ASSIGNED TASK:
According to the article on removing spyware, what is the root cause for the continuation of virus infections?

EXERCISE PASSAGE:
┌────────
Can You Permanently Remove Spyware with an Anti-Spyware Removal Program

by Keith Williams

To properly answer this question you have to know a little bit about spyware and what it actually is. Spyware programs are computer viruses that infect your system for a number of different reasons. Quite often a spyware program is designed to 'spy' on the information you keep in your computer. They can also be used to harvest that sensitive information and report it back to the virus inventor. Spyware can also be used to obtain specific patterns associated with common keystrokes that are being used and to establish online browsing habits. Most people are unaware of how common keystroke information and online browsing habits can be harmful to them.

If a spyware program is installed on your computer and is successful in retrieving the common keystrokes you use a computer programmer that knows how to decipher this information can then attempt to determine what passwords you have set up for the different programs and accounts you have on your computer. Your browsing habits are just as important to a virus creator. They establish specific patterns for your online habits, which websites you visit more frequently than others, what types of products you buy, how much money you spend while shopping online, they can even be used to determine how often you monitor your bank accounts and actually take notice of your account transactions history. All of this information can be harmful if placed in the wrong hands.

So, the question remains, “Can you permanently remove Spyware with an Anti-Spyware removal tool or program? The answer to this question is still complex. On the one hand you can permanently remove any known Spyware definition that the Spyware protection software is aware of and has the information necessary to locate, isolate and remove. On the other hand, Spyware programs are no different from any other type of virus in that there are newer versions being created all the time which are then launched and distributed containing new virus definitions or malicious code, which has not been updated into the existing anti-spyware program, which in turn will leave your computer exposed to the possibility of infection from these new viruses.

The biggest problem associated with a computer catching a spyware virus is the person using the computer in the first place. Bad Internet habits are the root cause for the continuation of virus infections. People are either too busy to practice good browsing habits, have no idea what good browsing habits are or they simply elect not to use them because they have an antivirus program on their computer so they have become lulled into a false sense of security. There are several steps each of us can take to limit the amount of risk we allow our computers to be exposed to.
└────────
INFORMATION GIVEN:
┌────────
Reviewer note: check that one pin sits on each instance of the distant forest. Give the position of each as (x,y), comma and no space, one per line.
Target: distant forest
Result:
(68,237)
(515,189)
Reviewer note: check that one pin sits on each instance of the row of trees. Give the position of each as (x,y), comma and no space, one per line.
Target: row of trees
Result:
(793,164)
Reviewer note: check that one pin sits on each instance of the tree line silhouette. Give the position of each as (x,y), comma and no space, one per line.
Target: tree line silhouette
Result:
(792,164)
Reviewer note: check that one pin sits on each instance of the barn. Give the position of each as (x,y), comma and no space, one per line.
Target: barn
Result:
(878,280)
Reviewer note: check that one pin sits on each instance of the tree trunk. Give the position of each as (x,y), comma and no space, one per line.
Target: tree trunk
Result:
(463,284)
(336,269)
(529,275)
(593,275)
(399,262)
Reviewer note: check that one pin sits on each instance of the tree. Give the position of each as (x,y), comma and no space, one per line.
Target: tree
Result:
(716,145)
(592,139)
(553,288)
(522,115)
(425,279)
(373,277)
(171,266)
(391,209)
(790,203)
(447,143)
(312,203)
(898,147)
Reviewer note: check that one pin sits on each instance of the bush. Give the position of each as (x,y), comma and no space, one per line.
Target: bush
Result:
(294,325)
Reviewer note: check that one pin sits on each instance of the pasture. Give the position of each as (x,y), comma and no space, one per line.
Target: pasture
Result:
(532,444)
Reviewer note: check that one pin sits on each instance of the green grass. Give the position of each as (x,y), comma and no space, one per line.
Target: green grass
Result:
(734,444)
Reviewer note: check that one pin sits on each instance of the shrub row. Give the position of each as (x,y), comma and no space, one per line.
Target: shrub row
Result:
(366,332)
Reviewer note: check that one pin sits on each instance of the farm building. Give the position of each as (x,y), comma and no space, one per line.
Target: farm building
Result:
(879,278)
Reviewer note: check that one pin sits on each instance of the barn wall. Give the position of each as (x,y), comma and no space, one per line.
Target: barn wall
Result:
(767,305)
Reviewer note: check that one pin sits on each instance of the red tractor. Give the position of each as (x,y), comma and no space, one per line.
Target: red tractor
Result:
└────────
TASK RESULT:
Bad Internet habits.